» Provided text:
French stocks fell 0.5%. UK stocks fell 0.7% as energy stocks dropped.
After falling 7% on Thursday, Brent crude futures bounced 82 cents to $64.09 a barrel. U.S. crude rose 88 cents to $60.88.
Oil’s retreat wiped out four weeks of gains in a single session amid worries world demand would fall short of high expectations.
The jump in Treasury yields has provided some support to the U.S. dollar.
“The majority of market participants considers the Fed’s cautious approach to be justified and assumes that this supports the economic recovery,” Commerzbank analysts said in a note.
“That improves the longer-term economic outlook and therefore justifies higher interest rates long-term as well as a stronger dollar.”
The dollar was little changed on Friday, however, easing 0.1% to 91.735 against a basket of currencies and holding steady against the euro at $1.1922. It dipped 0.2% on the low-yielding yen at 108.63.

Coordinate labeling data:
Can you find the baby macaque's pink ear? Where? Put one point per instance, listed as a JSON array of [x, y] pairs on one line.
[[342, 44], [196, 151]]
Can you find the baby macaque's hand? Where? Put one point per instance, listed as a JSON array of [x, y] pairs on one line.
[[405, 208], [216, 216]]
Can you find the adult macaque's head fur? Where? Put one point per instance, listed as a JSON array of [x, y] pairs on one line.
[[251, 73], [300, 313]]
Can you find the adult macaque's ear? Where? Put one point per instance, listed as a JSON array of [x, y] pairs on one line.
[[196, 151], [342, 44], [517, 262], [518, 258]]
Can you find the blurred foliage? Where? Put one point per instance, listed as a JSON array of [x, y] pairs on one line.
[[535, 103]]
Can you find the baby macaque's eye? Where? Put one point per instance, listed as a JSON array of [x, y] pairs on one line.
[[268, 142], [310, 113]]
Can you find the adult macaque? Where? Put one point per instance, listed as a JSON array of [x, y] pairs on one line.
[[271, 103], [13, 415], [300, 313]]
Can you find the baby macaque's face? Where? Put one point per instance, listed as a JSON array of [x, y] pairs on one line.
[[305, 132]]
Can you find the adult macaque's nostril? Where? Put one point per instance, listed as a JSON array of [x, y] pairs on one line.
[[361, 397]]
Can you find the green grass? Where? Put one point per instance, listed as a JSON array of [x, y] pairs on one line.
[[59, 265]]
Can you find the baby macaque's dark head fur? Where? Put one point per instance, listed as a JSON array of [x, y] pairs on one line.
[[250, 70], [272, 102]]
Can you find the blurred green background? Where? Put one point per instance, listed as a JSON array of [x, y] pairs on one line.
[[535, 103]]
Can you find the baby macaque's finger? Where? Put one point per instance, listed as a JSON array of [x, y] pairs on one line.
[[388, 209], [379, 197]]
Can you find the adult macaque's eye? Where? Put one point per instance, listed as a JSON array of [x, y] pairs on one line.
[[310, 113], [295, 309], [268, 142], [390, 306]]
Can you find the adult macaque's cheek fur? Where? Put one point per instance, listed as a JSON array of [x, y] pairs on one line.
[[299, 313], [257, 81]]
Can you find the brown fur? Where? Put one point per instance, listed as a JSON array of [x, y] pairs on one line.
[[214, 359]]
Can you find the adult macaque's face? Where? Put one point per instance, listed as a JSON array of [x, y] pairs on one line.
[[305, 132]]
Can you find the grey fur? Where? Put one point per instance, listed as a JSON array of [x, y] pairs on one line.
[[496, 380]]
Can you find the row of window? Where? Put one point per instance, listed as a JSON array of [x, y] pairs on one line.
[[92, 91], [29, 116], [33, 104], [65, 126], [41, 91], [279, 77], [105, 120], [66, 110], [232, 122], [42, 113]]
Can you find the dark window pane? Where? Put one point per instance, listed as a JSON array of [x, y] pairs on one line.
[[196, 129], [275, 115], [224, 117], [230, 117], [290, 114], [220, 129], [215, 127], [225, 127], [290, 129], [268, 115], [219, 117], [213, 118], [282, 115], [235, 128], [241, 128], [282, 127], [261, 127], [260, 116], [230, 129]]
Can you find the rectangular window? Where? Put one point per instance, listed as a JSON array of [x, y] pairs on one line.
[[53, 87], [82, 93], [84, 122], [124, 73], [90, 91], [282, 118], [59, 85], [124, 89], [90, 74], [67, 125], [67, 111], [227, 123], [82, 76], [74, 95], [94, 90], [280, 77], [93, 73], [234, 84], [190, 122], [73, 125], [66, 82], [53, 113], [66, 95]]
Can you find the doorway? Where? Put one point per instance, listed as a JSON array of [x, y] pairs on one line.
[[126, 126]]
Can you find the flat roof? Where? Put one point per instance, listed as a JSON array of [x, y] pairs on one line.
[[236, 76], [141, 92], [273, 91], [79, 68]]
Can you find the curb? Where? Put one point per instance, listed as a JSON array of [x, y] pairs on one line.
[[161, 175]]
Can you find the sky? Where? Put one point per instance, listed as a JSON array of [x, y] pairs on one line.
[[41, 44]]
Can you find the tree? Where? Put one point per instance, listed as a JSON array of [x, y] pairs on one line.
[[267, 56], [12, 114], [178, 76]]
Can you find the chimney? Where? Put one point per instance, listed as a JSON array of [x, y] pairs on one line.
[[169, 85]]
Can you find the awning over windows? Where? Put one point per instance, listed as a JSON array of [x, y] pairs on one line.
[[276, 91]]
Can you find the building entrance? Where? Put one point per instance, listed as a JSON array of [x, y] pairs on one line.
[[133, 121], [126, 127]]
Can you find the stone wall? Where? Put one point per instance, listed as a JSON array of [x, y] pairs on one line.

» Stated goal 1:
Answer these questions using the market report:
(a) By how much did Brent crude futures bounce, and to what price per barrel?
(b) Who made the quoted comment about the Fed's cautious approach?
(c) At what level was the dollar against the yen after it dipped 0.2%?
» Stated goal 2: Take the market report further, starting after its final sentence.

» Written response 1:
(a) 82 cents, to $64.09 a barrel
(b) Commerzbank analysts, in a note
(c) 108.63

» Written response 2:
Markets were also unsettled by the Bank of Japan’s (BOJ) decision to slightly widen the target band for 10-year yields and tweak its buying of assets.
The bank portrayed the changes as a “nimble” way to make easing more sustainable, though investors seemed to take it as a step back from all-out stimulus. A decision to confine purchases to only TOPIX-linked ETFs knocked the Nikkei down 1.6%.
South Korea lost 1%. Chinese blue chips shed 1.9%, perhaps unnerved by a fiery exchange between Chinese and U.S. diplomats at the first in-person talks of the Biden era.
The rise in bond yields has weighed on gold, which offers no fixed return, and left it down 0.4% at $1,743 an ounce.